Safety-I assumptions are effective if a system’s complexity is limited; however, in today’s complex sociotechnical systems, there are numerous highly connected interactions among humans, machines, internal and external organisational procedures and regulations that enable the loss of an effective understanding of system functioning [23]. Normal work activities or ‘work-as-done’ (what the worker is actually doing) are recognised as differing from ‘work-as-imagined’ (the written procedure or instruction for the worker) and this difference necessitates the workers’ adaptation to reconcile the variable working scenarios and safely ensure the system’s productivity [24,25,26]. This adaptation is at the centre of the concept of RE. The resilience concept is linked to terms such as elastic, buoyant, robust and flexible. It may be described as “… a feature of some systems that allows them to respond to an unanticipated disturbance that can lead to failure and then to resume normal operations quickly and with a minimum decrement in their performance” [27] (p. 376).
One of the principal efforts within the RE discipline has been the anchoring of the notion of resilience to some form of clearly describable features or attributes to enable the development of an operational means for the assessment of resilience [8,20,22,28]. There have been a few attempts to provide meanings, features, attributes or properties to the concept of RE and to this end two of the pioneering contributors, considered by many to be the founding fathers of RE, David Woods and Eric Hollnagel, have been endeavouring to provide a measurement and assessment framework.

DATA SUPPLIED >>
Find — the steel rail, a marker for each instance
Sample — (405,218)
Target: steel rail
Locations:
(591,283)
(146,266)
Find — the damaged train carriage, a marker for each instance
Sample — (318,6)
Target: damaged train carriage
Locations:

SET TASKS >>
- A) In the resilience engineering text, what does "work-as-imagined" refer to?
- B) Continue the resilience engineering text from its final sentence.
You can complete this work without the records.

RESULTS OF THE TASKS >>
- A) It refers to the written procedure or instruction for the worker.

- B)
3. Measuring Resilience Potentials—The Resilience Assessment Grid (RAG)

Woods [8] proposed that there are four basic concepts to resilience with these being; (1) resilience as rebound; (2) resilience as robustness; (3) resilience as graceful extendibility; and (4) resilience as sustained adaptability. The reasoning for developing and highlighting these concepts is that the notion of resilience itself has become overused and confused. By placing these four core concepts of resilience within the RE domain Woods is attempting to enable more targeted empirical research to be conducted to provide a better understanding of the resilience concept as a whole, what Woods [8] (p. 8) describes as “... fundamental findings, foundation theories and engineering techniques”.
Later work by Duchek [29] has identified organisational resilience as a capability model made up of three stages that represent an offence to unexpected events instead of a defensive response and include attempts to anticipate critical developments and potential threats, to cope during critical situations and to adapt, transform and learn after critical situations have occurred as shown in Figure 1 [29] (p. 224).

3.1. The Resilience Assessment Grid

Previously known as the Resilience Analysis Grid, the Resilience Assessment Grid (RAG) has appeared in the literature through a number of articles and conference papers culminating in its full details being outlined in a ‘Safety-II in Practice: Developing the Resilience Potentials’ book by Hollnagel [10]. The book is the most complete text explaining what the RAG is and how the RAG can be utilised in examining an organisation’s potential to be resilient in managing the expected and unexpected when it happens. The key notion is that an organisation can only aspire to be resilient by building its resilience potentials through measuring where it currently is and assessing that against where it wants to be.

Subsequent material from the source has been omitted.